### Problem statement
Nothing in the records may be left out; restate them word for word.

Records from a data collection:
════════════════════

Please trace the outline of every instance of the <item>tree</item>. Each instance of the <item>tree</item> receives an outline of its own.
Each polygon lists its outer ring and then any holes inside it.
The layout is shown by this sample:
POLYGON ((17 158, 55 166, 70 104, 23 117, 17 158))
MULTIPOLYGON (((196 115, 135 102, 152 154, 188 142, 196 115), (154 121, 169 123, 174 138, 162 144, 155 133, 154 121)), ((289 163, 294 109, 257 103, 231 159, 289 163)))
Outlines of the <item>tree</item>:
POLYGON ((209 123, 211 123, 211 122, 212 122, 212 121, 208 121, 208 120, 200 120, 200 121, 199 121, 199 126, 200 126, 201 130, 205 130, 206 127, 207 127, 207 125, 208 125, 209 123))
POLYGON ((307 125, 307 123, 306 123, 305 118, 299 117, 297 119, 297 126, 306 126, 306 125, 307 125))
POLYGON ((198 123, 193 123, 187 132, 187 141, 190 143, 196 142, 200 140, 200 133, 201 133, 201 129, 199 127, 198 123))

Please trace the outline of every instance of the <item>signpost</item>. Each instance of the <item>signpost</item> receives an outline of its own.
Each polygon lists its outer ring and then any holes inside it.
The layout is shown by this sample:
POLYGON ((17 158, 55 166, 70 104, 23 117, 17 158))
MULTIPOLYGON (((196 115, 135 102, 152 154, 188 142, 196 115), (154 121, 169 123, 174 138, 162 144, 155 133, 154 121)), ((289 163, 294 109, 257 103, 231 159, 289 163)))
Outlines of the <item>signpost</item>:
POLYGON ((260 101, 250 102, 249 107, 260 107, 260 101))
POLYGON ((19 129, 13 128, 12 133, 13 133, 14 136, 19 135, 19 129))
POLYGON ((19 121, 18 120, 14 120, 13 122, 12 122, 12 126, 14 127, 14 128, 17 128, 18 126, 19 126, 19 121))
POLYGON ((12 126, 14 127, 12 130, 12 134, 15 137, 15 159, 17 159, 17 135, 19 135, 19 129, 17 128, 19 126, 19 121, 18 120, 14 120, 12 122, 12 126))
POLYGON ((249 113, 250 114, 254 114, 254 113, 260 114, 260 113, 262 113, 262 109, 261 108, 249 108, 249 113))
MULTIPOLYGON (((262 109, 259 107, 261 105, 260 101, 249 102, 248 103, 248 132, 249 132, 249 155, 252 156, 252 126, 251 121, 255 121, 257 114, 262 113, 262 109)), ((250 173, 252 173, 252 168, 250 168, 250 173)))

════════════════════

### Result for this exercise
Please trace the outline of every instance of the <item>tree</item>. Each instance of the <item>tree</item> receives an outline of its own.
Each polygon lists its outer ring and then any holes inside it.
The layout is shown by this sample:
POLYGON ((17 158, 55 166, 70 104, 23 117, 17 158))
MULTIPOLYGON (((196 115, 135 102, 152 154, 188 142, 196 115), (154 121, 169 123, 174 138, 162 144, 155 133, 154 121)), ((289 163, 294 109, 257 103, 231 159, 289 163)))
Outlines of the <item>tree</item>:
POLYGON ((209 123, 211 123, 211 122, 212 122, 212 121, 208 121, 208 120, 200 120, 200 121, 199 121, 199 126, 200 126, 201 130, 205 130, 206 127, 207 127, 207 125, 208 125, 209 123))
POLYGON ((307 125, 307 123, 306 123, 305 118, 299 117, 297 119, 297 126, 306 126, 306 125, 307 125))
POLYGON ((198 123, 193 123, 187 132, 187 141, 190 143, 196 142, 200 140, 200 133, 201 133, 201 129, 199 127, 198 123))

Please trace the outline of every instance of the <item>signpost</item>. Each instance of the <item>signpost</item> receives an outline of its own.
Each polygon lists its outer ring and then any holes inside it.
The layout is shown by this sample:
POLYGON ((17 158, 55 166, 70 104, 23 117, 17 158))
MULTIPOLYGON (((196 115, 135 102, 152 154, 188 142, 196 115), (154 121, 169 123, 174 138, 162 144, 155 133, 154 121)), ((289 163, 294 109, 257 103, 231 159, 289 163)))
Outlines of the <item>signpost</item>:
POLYGON ((260 101, 250 102, 249 107, 260 107, 260 101))
POLYGON ((19 129, 13 128, 12 133, 13 133, 14 136, 19 135, 19 129))
POLYGON ((19 121, 18 120, 14 120, 13 122, 12 122, 12 126, 14 127, 14 128, 17 128, 18 126, 19 126, 19 121))
POLYGON ((12 126, 14 127, 12 130, 12 134, 15 137, 15 159, 17 159, 17 135, 19 135, 19 129, 17 128, 19 126, 19 121, 18 120, 14 120, 12 122, 12 126))
POLYGON ((249 113, 250 114, 254 114, 254 113, 260 114, 260 113, 262 113, 262 109, 261 108, 249 108, 249 113))
MULTIPOLYGON (((262 109, 259 107, 261 105, 260 101, 249 102, 248 103, 248 132, 249 132, 249 155, 252 156, 252 126, 251 121, 255 121, 257 114, 262 113, 262 109)), ((250 173, 252 173, 252 168, 250 168, 250 173)))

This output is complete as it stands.